■ WHAT TO PRODUCE
Transcribe all records exactly.

■ Outline labeling records
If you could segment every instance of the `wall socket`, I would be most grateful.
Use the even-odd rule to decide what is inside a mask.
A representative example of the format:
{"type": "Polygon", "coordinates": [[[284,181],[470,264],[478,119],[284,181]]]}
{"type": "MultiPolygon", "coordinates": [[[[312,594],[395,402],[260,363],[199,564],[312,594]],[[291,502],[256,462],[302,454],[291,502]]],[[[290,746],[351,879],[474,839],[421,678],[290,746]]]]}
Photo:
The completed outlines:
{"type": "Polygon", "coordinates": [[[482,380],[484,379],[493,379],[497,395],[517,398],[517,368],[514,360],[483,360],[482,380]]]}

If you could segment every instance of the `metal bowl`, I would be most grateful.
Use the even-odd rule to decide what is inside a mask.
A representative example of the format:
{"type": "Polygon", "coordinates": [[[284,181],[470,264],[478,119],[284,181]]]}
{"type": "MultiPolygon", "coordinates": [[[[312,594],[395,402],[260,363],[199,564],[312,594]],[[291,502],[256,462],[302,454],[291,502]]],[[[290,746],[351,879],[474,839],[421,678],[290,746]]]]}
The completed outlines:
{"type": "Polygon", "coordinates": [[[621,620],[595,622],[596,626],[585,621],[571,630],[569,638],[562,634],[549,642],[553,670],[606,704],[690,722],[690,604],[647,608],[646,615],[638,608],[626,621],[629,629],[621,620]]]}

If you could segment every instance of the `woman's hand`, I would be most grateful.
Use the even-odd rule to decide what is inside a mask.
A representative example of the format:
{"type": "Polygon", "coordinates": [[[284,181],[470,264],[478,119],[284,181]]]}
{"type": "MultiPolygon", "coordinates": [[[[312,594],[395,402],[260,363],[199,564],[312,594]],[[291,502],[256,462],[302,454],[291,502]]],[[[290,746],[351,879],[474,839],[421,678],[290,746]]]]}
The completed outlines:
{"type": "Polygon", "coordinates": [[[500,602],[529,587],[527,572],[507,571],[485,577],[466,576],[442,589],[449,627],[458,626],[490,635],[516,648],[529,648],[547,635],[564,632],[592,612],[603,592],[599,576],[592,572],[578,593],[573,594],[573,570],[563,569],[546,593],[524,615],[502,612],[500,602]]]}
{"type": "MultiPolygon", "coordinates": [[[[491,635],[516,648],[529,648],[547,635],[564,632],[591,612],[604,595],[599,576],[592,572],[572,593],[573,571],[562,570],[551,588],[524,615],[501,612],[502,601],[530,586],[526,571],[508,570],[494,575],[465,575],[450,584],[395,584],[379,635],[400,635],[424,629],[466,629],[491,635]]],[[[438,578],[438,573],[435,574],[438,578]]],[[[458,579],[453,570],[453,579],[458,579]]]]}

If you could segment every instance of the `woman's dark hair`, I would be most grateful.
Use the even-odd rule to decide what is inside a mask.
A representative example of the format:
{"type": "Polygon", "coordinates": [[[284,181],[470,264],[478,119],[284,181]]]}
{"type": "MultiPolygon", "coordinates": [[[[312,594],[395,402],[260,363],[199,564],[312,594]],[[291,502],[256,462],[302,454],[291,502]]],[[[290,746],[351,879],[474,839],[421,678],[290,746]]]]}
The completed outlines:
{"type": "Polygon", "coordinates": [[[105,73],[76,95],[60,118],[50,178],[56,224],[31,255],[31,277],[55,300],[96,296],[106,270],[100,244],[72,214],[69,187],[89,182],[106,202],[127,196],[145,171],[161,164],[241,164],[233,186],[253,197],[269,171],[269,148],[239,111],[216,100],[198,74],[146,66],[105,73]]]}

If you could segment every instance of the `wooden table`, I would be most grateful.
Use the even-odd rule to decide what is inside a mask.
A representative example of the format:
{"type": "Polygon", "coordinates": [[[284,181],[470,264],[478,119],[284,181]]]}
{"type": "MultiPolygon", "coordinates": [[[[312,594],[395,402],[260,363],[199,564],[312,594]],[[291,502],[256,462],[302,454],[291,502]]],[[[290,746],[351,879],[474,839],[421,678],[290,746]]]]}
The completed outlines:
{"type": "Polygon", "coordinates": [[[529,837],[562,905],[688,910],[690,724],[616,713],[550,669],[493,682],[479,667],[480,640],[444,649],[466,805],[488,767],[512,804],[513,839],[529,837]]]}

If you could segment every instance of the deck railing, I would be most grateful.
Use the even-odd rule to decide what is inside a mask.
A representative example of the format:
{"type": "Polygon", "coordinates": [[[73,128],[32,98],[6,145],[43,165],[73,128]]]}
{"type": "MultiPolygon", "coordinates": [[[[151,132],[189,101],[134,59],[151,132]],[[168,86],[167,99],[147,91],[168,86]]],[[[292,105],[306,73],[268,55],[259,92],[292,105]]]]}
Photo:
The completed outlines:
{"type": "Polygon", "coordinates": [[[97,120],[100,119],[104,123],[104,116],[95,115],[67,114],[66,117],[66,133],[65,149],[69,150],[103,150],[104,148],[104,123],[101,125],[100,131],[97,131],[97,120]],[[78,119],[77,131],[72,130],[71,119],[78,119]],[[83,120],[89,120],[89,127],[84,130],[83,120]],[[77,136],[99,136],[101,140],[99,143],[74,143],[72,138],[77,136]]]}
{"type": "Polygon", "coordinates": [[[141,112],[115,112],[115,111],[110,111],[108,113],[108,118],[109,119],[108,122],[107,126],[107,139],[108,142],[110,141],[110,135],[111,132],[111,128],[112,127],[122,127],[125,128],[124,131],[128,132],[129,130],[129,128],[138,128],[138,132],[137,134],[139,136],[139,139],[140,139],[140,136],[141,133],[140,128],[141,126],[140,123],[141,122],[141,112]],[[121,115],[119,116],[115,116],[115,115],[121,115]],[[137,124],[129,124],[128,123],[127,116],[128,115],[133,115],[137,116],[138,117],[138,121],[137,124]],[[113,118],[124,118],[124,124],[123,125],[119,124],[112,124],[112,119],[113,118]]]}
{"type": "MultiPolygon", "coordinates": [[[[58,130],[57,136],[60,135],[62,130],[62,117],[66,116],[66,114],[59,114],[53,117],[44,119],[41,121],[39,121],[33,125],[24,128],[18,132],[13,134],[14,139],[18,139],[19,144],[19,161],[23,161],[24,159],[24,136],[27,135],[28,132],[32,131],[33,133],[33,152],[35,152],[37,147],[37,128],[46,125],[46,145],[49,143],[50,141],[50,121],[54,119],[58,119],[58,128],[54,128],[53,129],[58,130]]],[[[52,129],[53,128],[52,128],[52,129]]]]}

■ RESPONSE TO THIS TASK
If you could segment every instance of the `wall socket`, I would be most grateful.
Use the even-odd rule to decide what is inside a mask.
A representative example of the format:
{"type": "Polygon", "coordinates": [[[284,181],[470,264],[478,119],[284,181]]]}
{"type": "MultiPolygon", "coordinates": [[[[312,594],[395,402],[260,363],[199,564],[312,594]],[[291,502],[256,462],[302,454],[291,502]]],[[[290,746],[351,879],[474,839],[421,678],[290,746]]]]}
Photo:
The completed outlines:
{"type": "Polygon", "coordinates": [[[482,380],[484,379],[493,379],[497,395],[517,398],[517,368],[514,360],[483,360],[482,380]]]}

If you could segment every instance of the `metal bowl`, I would be most grateful.
Use the even-odd rule to decide what is inside a mask.
A representative example of the format:
{"type": "Polygon", "coordinates": [[[284,181],[470,264],[478,119],[284,181]]]}
{"type": "MultiPolygon", "coordinates": [[[[312,594],[395,402],[260,363],[199,564],[312,594]],[[291,502],[256,462],[302,454],[291,502]]],[[[290,746],[351,879],[474,839],[421,678],[290,746]]]]}
The completed outlines:
{"type": "Polygon", "coordinates": [[[621,620],[595,622],[596,626],[585,621],[571,630],[569,638],[562,634],[549,642],[553,670],[606,704],[690,722],[690,604],[647,608],[646,615],[638,608],[626,621],[629,629],[621,620]]]}

If you could segment every instance of the `woman's hand`, I would be most grateful.
Use the even-odd rule to decide what is inside a mask.
A representative example of the format:
{"type": "Polygon", "coordinates": [[[284,181],[470,264],[478,119],[284,181]]]}
{"type": "MultiPolygon", "coordinates": [[[[312,594],[395,402],[260,363],[199,564],[312,594]],[[291,502],[256,462],[302,454],[291,502]]],[[[290,746],[351,879],[474,839],[421,678],[290,746]]]]}
The completed outlines:
{"type": "Polygon", "coordinates": [[[500,602],[529,587],[527,572],[507,571],[485,577],[466,576],[442,589],[449,627],[458,626],[490,635],[516,648],[529,648],[547,635],[564,632],[592,612],[603,592],[599,576],[592,572],[578,593],[573,594],[573,570],[563,569],[546,593],[524,615],[502,612],[500,602]]]}
{"type": "MultiPolygon", "coordinates": [[[[491,635],[516,648],[529,648],[547,635],[564,632],[591,612],[604,595],[599,576],[592,572],[572,593],[573,571],[562,570],[551,588],[524,615],[501,612],[502,601],[530,586],[526,571],[508,570],[494,575],[465,575],[450,584],[395,584],[379,635],[400,635],[424,629],[466,629],[491,635]]],[[[438,578],[438,573],[435,574],[438,578]]],[[[458,579],[453,570],[453,579],[458,579]]]]}

If you could segment every instance of the `woman's dark hair`, I would be most grateful.
Use the even-odd rule to decide what is inside a mask.
A representative example of the format:
{"type": "Polygon", "coordinates": [[[284,181],[470,264],[478,119],[284,181]]]}
{"type": "MultiPolygon", "coordinates": [[[[312,594],[395,402],[260,363],[199,564],[312,594]],[[291,502],[256,462],[302,454],[291,502]]],[[[290,746],[351,879],[474,839],[421,678],[290,746]]]]}
The completed outlines:
{"type": "Polygon", "coordinates": [[[105,73],[76,95],[60,118],[50,178],[56,224],[31,255],[31,277],[55,300],[96,296],[106,270],[100,244],[72,214],[69,187],[89,182],[106,202],[127,196],[145,171],[161,164],[241,164],[233,186],[253,197],[269,171],[269,148],[239,111],[216,100],[198,74],[146,66],[105,73]]]}

If you could segment every instance of the `wooden table`, I would be most grateful.
Use the even-odd rule to decide what is inside a mask.
A representative example of the format:
{"type": "Polygon", "coordinates": [[[284,181],[470,264],[478,119],[284,181]]]}
{"type": "MultiPolygon", "coordinates": [[[[312,594],[395,402],[260,363],[199,564],[312,594]],[[291,502],[256,462],[302,454],[291,502]]],[[[290,746],[351,879],[474,839],[421,678],[290,746]]]]}
The completed outlines:
{"type": "Polygon", "coordinates": [[[529,837],[562,905],[688,910],[690,724],[616,713],[550,669],[493,682],[479,667],[480,640],[444,649],[466,805],[488,767],[512,804],[513,839],[529,837]]]}

If you could segment every instance of the deck railing, I would be most grateful.
Use the even-odd rule to decide what is inside a mask.
A representative example of the format:
{"type": "Polygon", "coordinates": [[[73,128],[32,98],[6,145],[43,165],[73,128]]]}
{"type": "MultiPolygon", "coordinates": [[[[151,132],[189,101],[134,59],[151,132]],[[168,86],[167,99],[147,91],[168,86]]],[[[292,105],[306,73],[268,55],[259,92],[292,105]]]]}
Photo:
The completed outlines:
{"type": "Polygon", "coordinates": [[[97,120],[100,119],[104,123],[104,116],[95,115],[67,114],[66,117],[66,133],[65,149],[69,150],[103,150],[104,148],[104,123],[101,125],[100,131],[97,131],[97,120]],[[78,119],[77,131],[72,130],[71,119],[78,119]],[[83,120],[89,120],[89,127],[84,130],[83,120]],[[77,136],[99,136],[101,140],[99,143],[74,143],[72,138],[77,136]]]}
{"type": "Polygon", "coordinates": [[[141,112],[115,112],[115,111],[110,111],[108,113],[108,118],[109,119],[108,122],[107,126],[107,139],[108,142],[110,141],[110,135],[111,132],[111,128],[112,127],[122,127],[125,128],[124,131],[128,132],[129,130],[129,128],[138,128],[138,132],[137,134],[139,136],[139,139],[140,139],[140,136],[141,133],[140,128],[141,126],[140,123],[141,122],[141,112]],[[121,115],[119,116],[115,116],[115,115],[121,115]],[[137,124],[129,124],[128,123],[127,116],[128,115],[133,115],[137,116],[138,117],[138,121],[137,124]],[[113,118],[124,118],[124,124],[123,125],[119,124],[112,124],[112,119],[113,118]]]}
{"type": "MultiPolygon", "coordinates": [[[[58,130],[57,136],[60,135],[62,130],[62,117],[66,116],[66,114],[59,114],[53,117],[44,119],[41,121],[39,121],[33,125],[24,128],[18,132],[13,134],[14,139],[18,139],[19,144],[19,161],[23,161],[24,159],[24,136],[27,135],[28,132],[32,131],[33,133],[33,152],[35,152],[37,147],[37,128],[46,125],[46,145],[49,143],[50,141],[50,121],[54,119],[58,119],[58,128],[54,128],[53,129],[58,130]]],[[[52,129],[53,128],[52,128],[52,129]]]]}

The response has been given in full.